+++ PASAJE SELECCIONADO +++
Tiempo, dioses y vida en los códices de los mexicas

La escritura, al ser un medio de comunicación, cumple funciones socioculturales; es a la vez producto y tiene injerencia en la realidad, en el caso de la cultura mexica, la religión era indisociable de ambas. “De hecho, el eje en torno al cual se organizaban la vida y la imagen ejemplar ere el culto, las ceremonias y los ritos dedicados a las divinidades”.
La visión religiosa mesoamericana había alcanzado un alto grado de desarrollo y contaba con un complejo panteón de deidades, a las cuales se les otorgaban atributos iconográficos particulares que adquirían formas corpóreas en las imágenes que habitaban los templos. Tales atributos eran otorgados por una jerarquía de especialistas religiosos que supervisaba la observación de todo un calendario de actividades, procesiones y vestimentas durante todo el año.
El tiempo y la palabra
En medio de tales espacios la misión de la escritura fue trascender el tiempo. Sabemos que para los mexicas el tiempo era vital y cíclico, donde se distinguían tres tipos de tiempo: el previo al origen, el del origen y el del hombre. El tiempo del hombre era cifrado en ciclos calendáricos, resultado del conocimiento astronómico mesoamericano y regía las relaciones entre el tiempo del hombre y el de sus creaciones.
+++
SOLICITUD DE TRABAJO 1:
¿Qué tres tipos de tiempo distinguían los mexicas, según el pasaje seleccionado?
SOLICITUD DE TRABAJO 2:
Indica si cada afirmación coincide con el pasaje seleccionado: (a) Para los mexicas el tiempo era lineal. (b) A las deidades se les otorgaban atributos iconográficos particulares. (c) Los atributos de las deidades eran otorgados por una jerarquía de especialistas religiosos.
SOLICITUD DE TRABAJO 3:
Prosigue el texto sobre el tiempo y la escritura en los códices mexicas a partir de su última oración.
+++ DATOS PROPORCIONADOS +++
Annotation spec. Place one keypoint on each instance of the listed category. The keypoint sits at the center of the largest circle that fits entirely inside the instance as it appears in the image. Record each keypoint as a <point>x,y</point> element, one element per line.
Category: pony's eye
+++
RESPUESTA 1:
El previo al origen, el del origen y el del hombre.

RESPUESTA 2:
(a) No: “para los mexicas el tiempo era vital y cíclico”.
(b) Sí: “a las cuales se les otorgaban atributos iconográficos particulares”.
(c) Sí: “Tales atributos eran otorgados por una jerarquía de especialistas religiosos”.

RESPUESTA 3:
El tiempo que trascendía al hombre nunca tenía un fin y continuaba su propio recorrido, [3] pero existía una correspondencia entre ese tiempo de los ciclos cósmicos y los tiempos del hombre que convergía en un espacio que mediaba entre las fuerzas divinas y terrenales. El tiempo de lo suprasensible se entretejía con el mundano. Las linealidades no eran privilegiadas y como el retumbar del tambor, la vida era parte de ese rito que terminaba y se renovaba constantemente.
La escritura no era ajena a ésta configuración, pues a través de ella se intentaba anular la fugacidad temporal. Es entonces fácil comprender que para los mexicas tuviera un valor trascendental. Aquello que se escribía sería recitado más tarde en algún otro momento, es decir, trascendería los ciclos de un hombre, de una generación o varias. Por lo tanto, nos dice Amos Segala, la escritura constituía una herramienta propia de los dioses –se atribuye su invención a Quetzalcóatl–, que era prestada al hombre para que a través de ella cumpliera con los ritos que debía a las divinidades.
Estos principios religiosos y rituales eran la base de la identidad ontológica del grupo, por lo que su preservación en el trascurrir temporal era imprescindible, de allí el lugar central que tenía la memoria. Sin memoria no había reconocimiento de la posición cosmológica y social del individuo y del grupo, la vida y sus coordenadas perdían sentido. Es la escritura la que podía dar luz sobre la trama misteriosa que regía al universo, al mundo y al ser individual. Lo sagrado, desde la cosmovisión nahua, estaba inscrito en cada glifo, en cada espacio en blanco y en cada color de tinta de su escritura.
Escritura, oralidad y estructura social
En el aspecto sociocultural, el hecho de que la escritura pictográfica no cifrara el lenguaje hablado no debe hacernos olvidar la función privilegiada que tenía la palabra oral en las sociedades prehispánicas. “Los códices no eran textos contemplativos para ser estudiados en tranquilidad y aislamiento. Es de suponer que en todos los pueblos mesoamericanos eran la base para una exposición verbal”. [4] Recordemos que la historia de la lectura en Europa muestra cómo la lectura privada, aislada de la exposición verbal, no ocurrió hasta la invención de la imprenta, hasta entonces la lectura colectiva y en voz alta había sido el uso común.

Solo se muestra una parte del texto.